In the news report on Aspen's new facilities, about how many new jobs will the Port Elizabeth facilities create?

[TEXT UNDER STUDY]
+--

Aspen announces massive PE investment
SOUTH Africa’s leading private pharmaceutical company, Aspen Pharmacare Holdings, has announced a massive R3-billion investment in three new facilities – two of them in Port Elizabeth and one in Cape Town.
The new Port Elizabeth facilities will create about 145 new positions, most of which will require skilled workers due to the highly specialised and regulated nature of the industry.
The company, which is based in the city, announced its expansion plans in its annual company report, which was released on Wednesday.
The JSE-listed entity’s new facilities – mainly for export production – will boost its already extensive array of products, which reach more than 150 countries from its 26 manufacturing facilities on six continents.
The latest investment in the two Port Elizabeth plants represents the company’s biggest-ever investment into new facilities in South Africa.
To further expand capacity, Aspen announced a new high-volume, highpotency, multipurpose Active Pharmaceutical Ingredient (API) facility at its Fine Chemicals facility in Cape Town and a “high containment” facility in Port Elizabeth, where manufacturing trials are currently taking place.
The second new development in Port Elizabeth is a specialist sterile manufacturing facility, which is under construction at the company’s manufacturing hub in North End.
The new facilities represent capital investments of R1-billion, R1.4-billion and R900-million, respectively.
The two Port Elizabeth facilities – which will serve markets in the Asia-Pacific and European regions – are required to undergo a number of processes, including production testing and sterilisation and “stabilisation”
processes, before they can be commissioned for production.
Aspen is a global supplier of generic and branded pharmaceuticals.
Its products, including generic antiretroviral treatments for HIV in South Africa and other markets, target a broad spectrum of acute and chronic conditions.
Aspen co-founder and chief executive Stephen Saad said the high containment facility in Port Elizabeth – which requires production in an exceptionally sterile environment – had been completed, with manufacturing trials now in progress.
“Construction of the additional specialist sterile manufacturing facility, which produces products such as eye drops, is progressing and a number of capacity-enhancement projects are also under way at this site,” he said.
“These capital projects will provide an important strategic advantage to the group by enabling it to add value to its expanding portfolio of products that require complex manufacture.”
Saad said the company had invested heavily in the solid-doses business, which involves the production of tablets, and this market segment had seen growth of around 60%.
“We expect more growth in this segment,” he said.
“We have also made significant acquisitions in the sterile products section and the investment in Port Elizabeth is our single biggest to date.
“These are very exciting developments for Aspen and we are very excited at the opportunities they will bring to the business.”
Saad said the company strategy going forward would entail a focus on key therapy areas.
“Anaesthetics have been identified as a therapeutic category which is aligned with the group’s strategic development plans,” he said.
“As a category of pharmaceuticals that primarily involves sterile manufacturing and is dispensed largely in hospitals and clinics, anaesthetics present an opportunity to leverage both Aspen’s existing hospital-focused sales force that is currently promoting thrombolytic products and, potentially in due course, sterile manufacturing capabilities,” he said.

+--

[DATASET EXTRACT]
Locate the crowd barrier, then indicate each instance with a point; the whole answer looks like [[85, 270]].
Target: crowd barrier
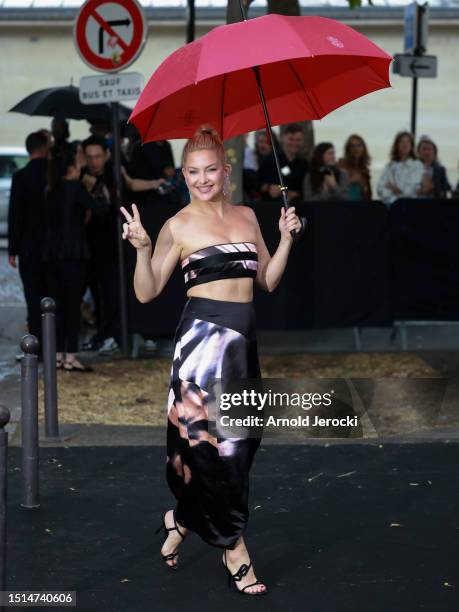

+--

[RESPONSE BOX] About 145